What to work on:
Convert the entries below into a JSON list of strings with one string per line, skipping blank lines.
□ □ □ □
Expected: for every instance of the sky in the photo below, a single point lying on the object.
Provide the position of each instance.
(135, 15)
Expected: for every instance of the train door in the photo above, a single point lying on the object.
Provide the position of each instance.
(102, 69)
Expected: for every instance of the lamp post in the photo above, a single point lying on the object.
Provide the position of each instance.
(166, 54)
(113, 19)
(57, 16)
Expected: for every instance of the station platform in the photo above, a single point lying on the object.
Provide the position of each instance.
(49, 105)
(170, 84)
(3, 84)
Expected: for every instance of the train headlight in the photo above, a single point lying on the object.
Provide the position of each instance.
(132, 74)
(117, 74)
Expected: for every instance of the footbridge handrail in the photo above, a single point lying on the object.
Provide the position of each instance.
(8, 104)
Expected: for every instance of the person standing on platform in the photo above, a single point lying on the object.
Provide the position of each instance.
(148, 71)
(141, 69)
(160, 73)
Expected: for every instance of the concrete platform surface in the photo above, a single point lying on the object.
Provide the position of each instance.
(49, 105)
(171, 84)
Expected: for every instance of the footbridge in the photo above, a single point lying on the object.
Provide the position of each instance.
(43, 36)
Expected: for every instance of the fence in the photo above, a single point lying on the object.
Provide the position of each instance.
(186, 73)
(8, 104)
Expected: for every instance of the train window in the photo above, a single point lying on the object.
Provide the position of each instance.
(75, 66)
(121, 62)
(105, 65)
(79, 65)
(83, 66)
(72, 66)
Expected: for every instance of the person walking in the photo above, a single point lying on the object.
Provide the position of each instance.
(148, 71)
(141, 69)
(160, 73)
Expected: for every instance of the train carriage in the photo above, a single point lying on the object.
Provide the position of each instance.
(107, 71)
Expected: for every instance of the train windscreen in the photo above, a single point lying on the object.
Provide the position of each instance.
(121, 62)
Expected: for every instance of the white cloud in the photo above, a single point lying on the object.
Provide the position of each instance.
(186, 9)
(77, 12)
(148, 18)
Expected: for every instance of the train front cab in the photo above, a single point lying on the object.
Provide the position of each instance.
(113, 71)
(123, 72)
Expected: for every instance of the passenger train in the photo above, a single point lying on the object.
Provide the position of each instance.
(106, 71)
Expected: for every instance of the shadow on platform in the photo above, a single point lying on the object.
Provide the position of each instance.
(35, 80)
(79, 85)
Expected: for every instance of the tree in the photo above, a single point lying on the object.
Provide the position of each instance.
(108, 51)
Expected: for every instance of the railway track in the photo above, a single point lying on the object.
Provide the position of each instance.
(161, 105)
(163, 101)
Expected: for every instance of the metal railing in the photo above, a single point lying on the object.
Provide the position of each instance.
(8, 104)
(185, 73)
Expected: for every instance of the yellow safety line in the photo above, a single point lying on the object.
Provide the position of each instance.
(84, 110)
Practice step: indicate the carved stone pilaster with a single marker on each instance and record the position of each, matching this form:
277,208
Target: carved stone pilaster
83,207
□ □ □ □
Result:
[
  "Expected: for every instance of the sky in the photo below, a single point lying on the object.",
  "Provide the position of each instance.",
  "(135, 15)",
  "Expected: for every instance of the train door in the photo above, a single point lying on the object.",
  "Provide the position of each instance.",
  "(102, 69)",
  "Expected: for every instance of the lamp post in the photo above, a single point lying on the object.",
  "Provide the position of each instance.",
  "(166, 54)",
  "(113, 19)",
  "(57, 16)",
  "Expected: for every instance of the station platform in the photo above, a single point lying on the object.",
  "Provide the position of each instance.",
  "(49, 105)",
  "(170, 84)",
  "(3, 84)",
  "Expected: for every instance of the train headlight in the photo above, a single point lying on the object.",
  "Provide the position of each instance.",
  "(132, 74)",
  "(117, 74)",
  "Expected: for every instance of the footbridge handrail in the photo above, a single point lying on the object.",
  "Provide the position of each instance.",
  "(8, 104)",
  "Expected: for every instance of the person standing on platform in the photo above, a single point lying on the object.",
  "Provide the position of each instance.",
  "(148, 71)",
  "(141, 69)",
  "(160, 73)",
  "Expected: for every instance of the concrete platform surface in the photo above, a single point lying on the object.",
  "Provide the position of each instance.",
  "(49, 105)",
  "(171, 84)",
  "Expected: for every instance of the footbridge in the photo above, a single point lying on the object.",
  "Provide the position of each instance.",
  "(43, 36)",
  "Expected: for every instance of the fence in the photo above, a single point lying on the object.",
  "Provide the position of each instance.",
  "(186, 73)",
  "(8, 104)",
  "Expected: for every instance of the train window in the photo above, a single point lying on the object.",
  "Provide the position of each instance.",
  "(75, 66)",
  "(121, 62)",
  "(105, 65)",
  "(79, 65)",
  "(83, 66)",
  "(72, 66)",
  "Expected: for every instance of the person walking in the photo above, a single point lying on the object.",
  "Provide the position of each instance.",
  "(148, 71)",
  "(141, 69)",
  "(160, 73)",
  "Expected: for every instance of the train carriage in the photo above, a single point lying on the object.",
  "Provide the position of each instance.",
  "(107, 71)",
  "Expected: for every instance of the train windscreen in the photo above, a single point lying on the object.",
  "Provide the position of each instance.",
  "(121, 62)",
  "Expected: for every instance of the white cloud in the photo above, a single point lying on the object.",
  "Provide the position of each instance.",
  "(186, 9)",
  "(77, 12)",
  "(148, 18)",
  "Expected: for every instance of the train front cab in the photo above, a single point lying on the object.",
  "Provide the position of each instance.",
  "(113, 71)",
  "(123, 72)",
  "Expected: for every instance of the passenger train in the photo above, a single point lying on the object.",
  "Provide the position of each instance.",
  "(106, 71)",
  "Expected: for every instance of the shadow on platform in the photo above, a single point lying on the object.",
  "Provide the position of each instance.",
  "(35, 80)",
  "(79, 85)",
  "Expected: for every instance of the tree in the photo above, a single point lying on the object.",
  "Provide the position of each instance.",
  "(108, 51)",
  "Expected: for every instance of the railway track in the photo above, a single point lying on the object.",
  "Provide the position of each instance.",
  "(161, 105)",
  "(163, 101)",
  "Expected: for every instance of the metal railing in the photo above, a single point lying on the object.",
  "Provide the position of each instance.",
  "(8, 104)",
  "(185, 73)",
  "Expected: for every instance of the yellow safety line in the photo above, a single point lying on the object.",
  "Provide the position of each instance.",
  "(84, 110)",
  "Practice step: indicate the carved stone pilaster with a single marker on each instance and record the position of each, matching this form:",
  "277,208",
  "Target: carved stone pilaster",
  "83,207"
]